__EXTRAIT DU DOCUMENT__.
>>>

Les droits professionnels des enseignant(e)s et l’amélioration de leurs conditions d’emploi en vue de renforcer la qualité des systèmes d’éducation étaient au centre de l’allocution prononcée par la Secrétaire générale adjointe de l’IE, Haldis Holst, à l’occasion de la Conférence internationale du Travail.
Au cours de la 106e session de la Conférence internationale du Travail, réunie à Genève en Suisse, la Secrétaire générale adjointe de l’Internationale de l’Education (IE), Haldis Holst, également à la tête de la délégation de l’organisation, a mis l’accent sur l’importance de garantir de bonnes conditions de travail aux enseignant(e)s, en vue d’améliorer les systèmes d’éducation et de contribuer au développement durable.
Son discours, prononcé le 8 juin, est présenté en intégralité ci-après.
Conférence internationale du Travail
Genève, le 8 juin 2017
Intervention lors du débat général
Mme Haldis Holst, Secrétaire générale adjointe
Internationale de l’Education
M. le Président, très cher(e)s délégué(e)s,
L’Internationale de l’Education est la fédération syndicale internationale représentant plus 30 millions d’enseignant(e)s, universitaires, chercheurs/euses et membres du personnel de soutien à l’éducation à travers le monde.

<<<

__EXTRAIT DES DONNÉES__.
>>>

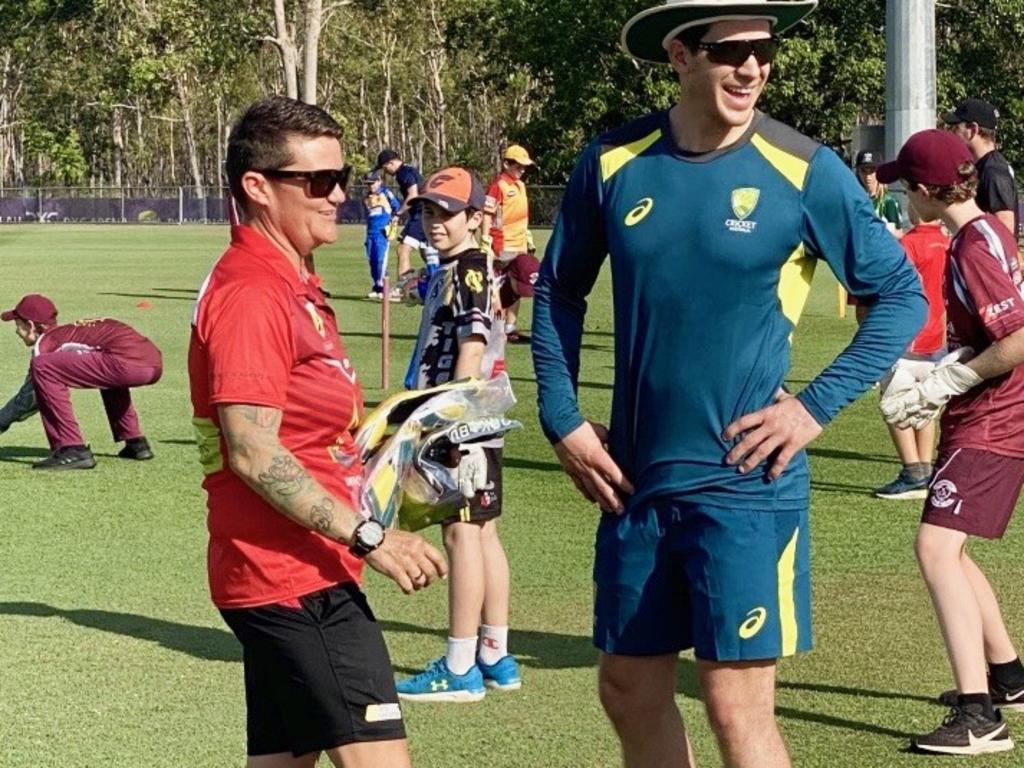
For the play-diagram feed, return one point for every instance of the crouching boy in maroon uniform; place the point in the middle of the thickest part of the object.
(980, 467)
(101, 353)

<<<

__CONSIGNE 1__. Pourriez-vous restituer à l'identique, dans l'extrait sur l'intervention de Haldis Holst, tout le passage allant de « Les droits professionnels » jusqu'à « en intégralité ci-après. » ?
__CONSIGNE 2__. Pouvez-vous rédiger la suite de l'extrait sur l'intervention de Haldis Holst, en reprenant juste après sa dernière phrase ?

__RÉPONSE ATTENDUE 1__.
Les droits professionnels des enseignant(e)s et l’amélioration de leurs conditions d’emploi en vue de renforcer la qualité des systèmes d’éducation étaient au centre de l’allocution prononcée par la Secrétaire générale adjointe de l’IE, Haldis Holst, à l’occasion de la Conférence internationale du Travail.
Au cours de la 106e session de la Conférence internationale du Travail, réunie à Genève en Suisse, la Secrétaire générale adjointe de l’Internationale de l’Education (IE), Haldis Holst, également à la tête de la délégation de l’organisation, a mis l’accent sur l’importance de garantir de bonnes conditions de travail aux enseignant(e)s, en vue d’améliorer les systèmes d’éducation et de contribuer au développement durable.
Son discours, prononcé le 8 juin, est présenté en intégralité ci-après.

__RÉPONSE ATTENDUE 2__.
Dans un très grand nombre de pays, la plupart des enseignant(e)s sont affilié(e)s à des syndicats professionnels indépendants et démocratiques - lesquels peuvent, à ce titre, s’affirmer en tant que représentants de la profession enseignante. La mission des syndicats de l’éducation est double : primo, défendre les intérêts de leurs membres et de l’ensemble de la profession enseignante par l’entremise du dialogue social et, secundo, promouvoir la qualité et l’équité au sein de l’éducation. Ces deux missions sont à la fois indissociables et complémentaires.
L’éducation de qualité repose sur un enseignement de qualité dispensé par du personnel hautement motivé et détenteur d’une excellente formation. A cette fin, il importe de garantir des conditions de travail et d’emploi équitables, comme stipulé dans la Recommandation OIT/UNESCO concernant la condition du personnel enseignant.
Tout au long de l’histoire, les syndicats d’enseignants ont toujours été des acteurs de premier plan pour améliorer la qualité de l’éducation et renforcer l’égalité des chances pour toutes et tous sur le plan éducatif. Ce n’est pas une coïncidence si les pays qui possèdent des systèmes d’éducation performants sont aussi ceux qui abritent les syndicats les plus puissants. Dans son rapport sur les résultats PISA 2009, l’OCDE affirmait que certaines des réformes les plus efficaces mises en œuvre dans le secteur de l’éducation sont celles soutenues par des syndicats puissants et non par ceux et celles qui tendent à minimiser leur rôle. Nous savons également que la plupart des programmes de développement professionnel efficaces sont organisés par les syndicats de l’éducation.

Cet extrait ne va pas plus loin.